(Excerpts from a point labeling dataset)
**********

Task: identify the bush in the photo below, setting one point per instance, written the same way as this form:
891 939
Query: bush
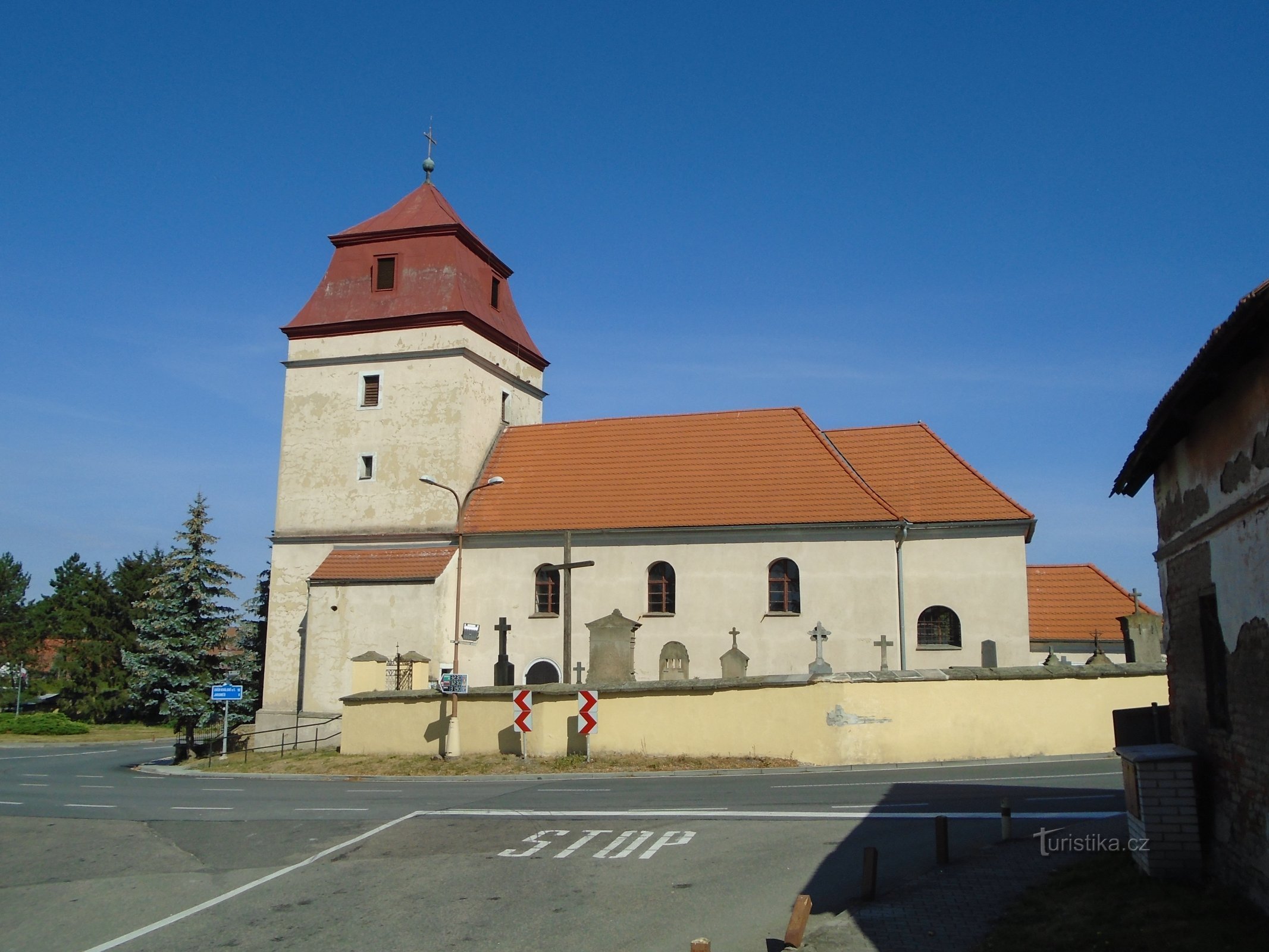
40 724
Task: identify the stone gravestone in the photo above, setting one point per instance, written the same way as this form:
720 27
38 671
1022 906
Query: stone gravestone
735 663
612 649
1142 636
673 662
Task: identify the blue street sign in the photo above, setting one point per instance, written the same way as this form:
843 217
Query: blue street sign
226 692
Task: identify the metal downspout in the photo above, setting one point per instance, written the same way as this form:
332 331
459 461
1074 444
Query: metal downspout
903 624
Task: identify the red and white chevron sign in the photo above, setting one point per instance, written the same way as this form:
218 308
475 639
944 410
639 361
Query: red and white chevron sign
588 712
523 701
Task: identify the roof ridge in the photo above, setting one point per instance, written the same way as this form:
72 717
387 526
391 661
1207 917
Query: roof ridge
844 464
656 416
966 465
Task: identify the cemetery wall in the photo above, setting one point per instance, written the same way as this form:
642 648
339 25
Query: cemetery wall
847 719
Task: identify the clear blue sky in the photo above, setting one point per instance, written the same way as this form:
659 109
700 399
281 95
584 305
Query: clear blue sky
1016 223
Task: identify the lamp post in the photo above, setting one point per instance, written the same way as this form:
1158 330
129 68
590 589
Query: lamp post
452 747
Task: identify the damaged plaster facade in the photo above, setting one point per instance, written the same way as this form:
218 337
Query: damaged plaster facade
1207 447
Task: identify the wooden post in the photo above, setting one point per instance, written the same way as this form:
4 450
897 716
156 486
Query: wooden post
797 922
869 890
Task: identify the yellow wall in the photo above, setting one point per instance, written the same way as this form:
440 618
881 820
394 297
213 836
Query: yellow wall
879 722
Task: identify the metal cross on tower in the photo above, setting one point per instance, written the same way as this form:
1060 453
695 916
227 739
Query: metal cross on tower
428 165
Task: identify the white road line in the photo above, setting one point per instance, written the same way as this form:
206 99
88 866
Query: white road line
331 809
201 807
1092 796
41 757
772 814
240 890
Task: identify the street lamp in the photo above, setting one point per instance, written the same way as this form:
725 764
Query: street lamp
452 748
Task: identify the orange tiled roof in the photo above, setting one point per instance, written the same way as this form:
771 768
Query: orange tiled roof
1070 602
748 468
383 564
922 477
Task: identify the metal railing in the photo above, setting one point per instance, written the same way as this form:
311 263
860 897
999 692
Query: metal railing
252 743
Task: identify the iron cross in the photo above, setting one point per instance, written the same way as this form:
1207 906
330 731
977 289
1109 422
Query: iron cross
883 644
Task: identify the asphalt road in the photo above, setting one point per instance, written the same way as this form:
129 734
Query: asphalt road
97 852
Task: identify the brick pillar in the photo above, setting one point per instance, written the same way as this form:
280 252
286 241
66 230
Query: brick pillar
1159 788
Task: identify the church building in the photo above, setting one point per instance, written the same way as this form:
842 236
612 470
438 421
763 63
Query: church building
419 489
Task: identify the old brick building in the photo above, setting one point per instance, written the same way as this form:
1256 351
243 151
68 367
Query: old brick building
1207 447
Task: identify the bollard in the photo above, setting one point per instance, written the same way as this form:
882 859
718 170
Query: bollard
797 922
869 891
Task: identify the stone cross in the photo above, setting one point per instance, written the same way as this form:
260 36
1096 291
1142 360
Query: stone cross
819 665
502 629
883 644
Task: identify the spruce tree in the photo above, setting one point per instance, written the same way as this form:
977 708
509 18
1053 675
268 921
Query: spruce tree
182 630
90 624
18 639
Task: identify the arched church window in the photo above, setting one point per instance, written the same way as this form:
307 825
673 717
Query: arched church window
660 589
546 591
784 591
938 626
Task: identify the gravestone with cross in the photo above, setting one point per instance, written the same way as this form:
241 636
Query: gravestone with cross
819 667
504 672
883 643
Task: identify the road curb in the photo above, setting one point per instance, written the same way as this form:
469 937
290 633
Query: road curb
173 771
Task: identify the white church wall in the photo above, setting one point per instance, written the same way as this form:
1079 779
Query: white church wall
437 415
980 578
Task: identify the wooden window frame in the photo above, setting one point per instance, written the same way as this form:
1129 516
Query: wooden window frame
375 273
929 634
660 591
546 582
784 592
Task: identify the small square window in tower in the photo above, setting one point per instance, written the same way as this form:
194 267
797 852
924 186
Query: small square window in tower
385 273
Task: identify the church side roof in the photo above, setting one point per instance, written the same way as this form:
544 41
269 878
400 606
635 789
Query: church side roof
922 477
443 276
383 565
1070 602
748 468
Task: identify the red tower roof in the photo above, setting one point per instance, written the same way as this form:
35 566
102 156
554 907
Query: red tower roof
443 274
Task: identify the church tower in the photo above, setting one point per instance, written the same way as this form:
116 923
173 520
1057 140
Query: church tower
409 359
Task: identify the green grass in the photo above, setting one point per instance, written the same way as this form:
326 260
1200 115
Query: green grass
1105 903
54 724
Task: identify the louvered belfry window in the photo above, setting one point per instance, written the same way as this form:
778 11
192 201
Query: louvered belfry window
546 591
660 588
784 589
385 273
938 626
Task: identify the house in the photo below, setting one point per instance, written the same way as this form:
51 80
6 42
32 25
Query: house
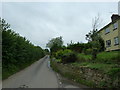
111 34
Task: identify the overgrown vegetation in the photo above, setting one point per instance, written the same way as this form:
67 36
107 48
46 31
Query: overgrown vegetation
17 52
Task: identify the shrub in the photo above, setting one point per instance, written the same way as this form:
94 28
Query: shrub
108 57
66 56
69 57
88 51
59 54
82 57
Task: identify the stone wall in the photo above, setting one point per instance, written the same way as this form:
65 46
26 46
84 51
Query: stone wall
87 76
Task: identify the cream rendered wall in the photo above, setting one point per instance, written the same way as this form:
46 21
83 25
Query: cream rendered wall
110 36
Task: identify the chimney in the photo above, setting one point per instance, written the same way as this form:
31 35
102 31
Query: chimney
115 17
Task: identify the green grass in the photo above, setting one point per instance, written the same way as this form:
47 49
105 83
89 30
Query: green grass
110 69
108 57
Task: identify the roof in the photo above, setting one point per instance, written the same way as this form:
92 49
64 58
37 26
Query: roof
109 24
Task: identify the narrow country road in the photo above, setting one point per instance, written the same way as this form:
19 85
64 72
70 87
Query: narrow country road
38 75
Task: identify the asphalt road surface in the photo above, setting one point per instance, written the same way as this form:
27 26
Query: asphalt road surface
38 75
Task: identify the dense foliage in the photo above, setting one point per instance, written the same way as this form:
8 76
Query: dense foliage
55 44
17 52
66 56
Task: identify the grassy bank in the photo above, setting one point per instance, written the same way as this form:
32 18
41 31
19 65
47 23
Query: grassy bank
104 71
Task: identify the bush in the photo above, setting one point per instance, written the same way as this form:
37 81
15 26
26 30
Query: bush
83 58
88 51
59 54
69 57
66 56
108 57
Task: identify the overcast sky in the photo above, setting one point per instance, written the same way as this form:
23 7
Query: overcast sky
39 22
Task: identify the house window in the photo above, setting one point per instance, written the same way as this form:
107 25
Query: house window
116 41
108 43
115 26
107 30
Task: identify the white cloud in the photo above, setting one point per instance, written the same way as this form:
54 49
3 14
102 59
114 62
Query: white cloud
39 22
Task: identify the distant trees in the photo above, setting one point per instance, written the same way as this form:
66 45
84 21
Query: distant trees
17 52
55 44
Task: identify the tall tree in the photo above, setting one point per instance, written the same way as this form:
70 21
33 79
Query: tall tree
55 44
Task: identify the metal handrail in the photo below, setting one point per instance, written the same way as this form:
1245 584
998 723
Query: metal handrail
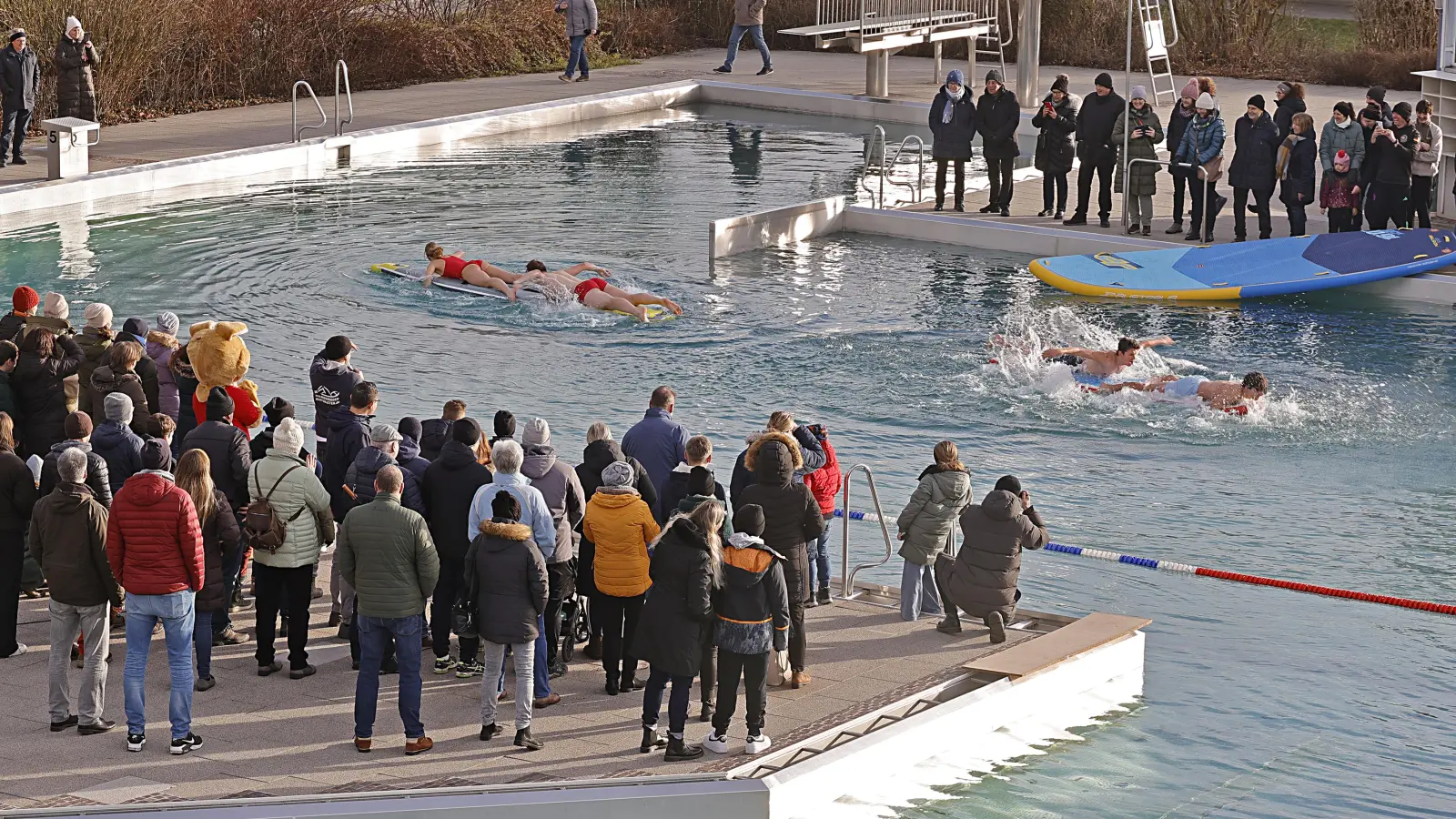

**********

Required task | Count the lines in the material that contain the string "iron". Reply with only the number.

Answer in full | 2